Task goal: All of the data is to be restated word for word.

Data:
+ + +
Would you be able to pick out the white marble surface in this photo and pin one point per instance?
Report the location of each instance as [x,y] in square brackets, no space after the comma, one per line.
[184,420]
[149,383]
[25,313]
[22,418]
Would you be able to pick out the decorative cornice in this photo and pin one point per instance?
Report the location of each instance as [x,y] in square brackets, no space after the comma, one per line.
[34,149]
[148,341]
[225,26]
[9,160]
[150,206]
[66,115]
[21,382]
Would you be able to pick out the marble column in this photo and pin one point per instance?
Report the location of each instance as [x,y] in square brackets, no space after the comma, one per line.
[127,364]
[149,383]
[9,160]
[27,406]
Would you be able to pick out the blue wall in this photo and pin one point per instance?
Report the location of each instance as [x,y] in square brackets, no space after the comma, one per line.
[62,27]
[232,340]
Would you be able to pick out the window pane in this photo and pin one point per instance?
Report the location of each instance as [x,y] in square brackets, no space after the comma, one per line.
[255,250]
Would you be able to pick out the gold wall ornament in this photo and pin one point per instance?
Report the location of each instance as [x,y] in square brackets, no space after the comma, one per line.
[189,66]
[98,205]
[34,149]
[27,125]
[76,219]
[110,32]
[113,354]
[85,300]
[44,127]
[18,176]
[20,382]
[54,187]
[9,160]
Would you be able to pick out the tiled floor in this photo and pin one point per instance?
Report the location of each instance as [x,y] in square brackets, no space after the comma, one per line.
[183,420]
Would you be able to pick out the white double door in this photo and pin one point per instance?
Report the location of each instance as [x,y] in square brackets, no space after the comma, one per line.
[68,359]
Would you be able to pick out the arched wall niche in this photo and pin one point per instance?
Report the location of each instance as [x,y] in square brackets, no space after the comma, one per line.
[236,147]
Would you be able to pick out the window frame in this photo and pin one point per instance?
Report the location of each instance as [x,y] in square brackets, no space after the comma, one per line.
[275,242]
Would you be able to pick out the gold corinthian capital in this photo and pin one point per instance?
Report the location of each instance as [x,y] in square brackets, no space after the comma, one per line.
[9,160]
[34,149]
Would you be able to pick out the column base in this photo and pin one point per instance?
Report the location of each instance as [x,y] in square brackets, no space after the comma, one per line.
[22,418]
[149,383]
+ + +
Response to this exercise:
Would you be able to pick out the white marble surface in this photo and pin one point per instance?
Report the location of each instance as [x,y] in square brackets, no space after the comma, one per line.
[184,420]
[149,383]
[25,313]
[22,418]
Would you be able to pick out the decorative cornice in this photo and pin one point per instance?
Report the location of each instance as [x,y] in square brackets, no space after the comma, one per line.
[34,149]
[148,341]
[225,26]
[9,160]
[150,206]
[66,115]
[21,382]
Would you be able to pick out the marble column in this photo and pin one point per instance?
Report the location of each instance as [x,y] in square brackets, no space after the comma, one per line.
[127,364]
[149,383]
[9,160]
[27,406]
Would you be able to pick out the blue wall in this photo and pin one point per instance?
Report the location of each instance as [x,y] in square brackets, no space after the comma, one per line.
[62,27]
[232,340]
Would you be able to pick out the window pane in this photo and pin one point per instance?
Report the location of each instance as [x,y] in square brackets, no space after the comma, one per line.
[255,250]
Would you be able to pick out the gold wall ornament in this photo and pin one point per instance?
Report the location of each instance as [x,y] in square brackets, no space after the comma, one per line.
[189,66]
[98,205]
[34,149]
[27,125]
[76,219]
[110,32]
[113,354]
[85,300]
[44,127]
[18,176]
[20,382]
[54,187]
[9,160]
Would you be able to pick out the tiled floor in this photo and pin one point per instance?
Report the location of each instance as [x,y] in square brackets, no space after the comma, one per line.
[183,420]
Would you be able to pick out the white double door in this photo and pin one point per instance?
Report the location of each instance as [x,y] in square brackets, no space after the comma, one per line.
[68,359]
Would you be able to pick out the arched wall niche in this photo and pin one point per instance?
Report the location of each instance as [x,y] in square brackets, no space after the comma, one per line.
[236,147]
Would you be able to pick out the window frame in this photo and pin one point per instance?
Report the location of each instance as [x,y] in square brackets, no space after the comma, one per line.
[275,242]
Would you be able to pick out the gold corinthian capital in this photo and pin one point per instance?
Report the location of each instance as [x,y] in square brackets, no space after the comma, one per line.
[9,160]
[34,149]
Would you be able to pick out the column base in this photo and pin one point per instance?
Report the location of each instance as [x,y] in square brackets, no space after the comma, one per line.
[22,418]
[149,383]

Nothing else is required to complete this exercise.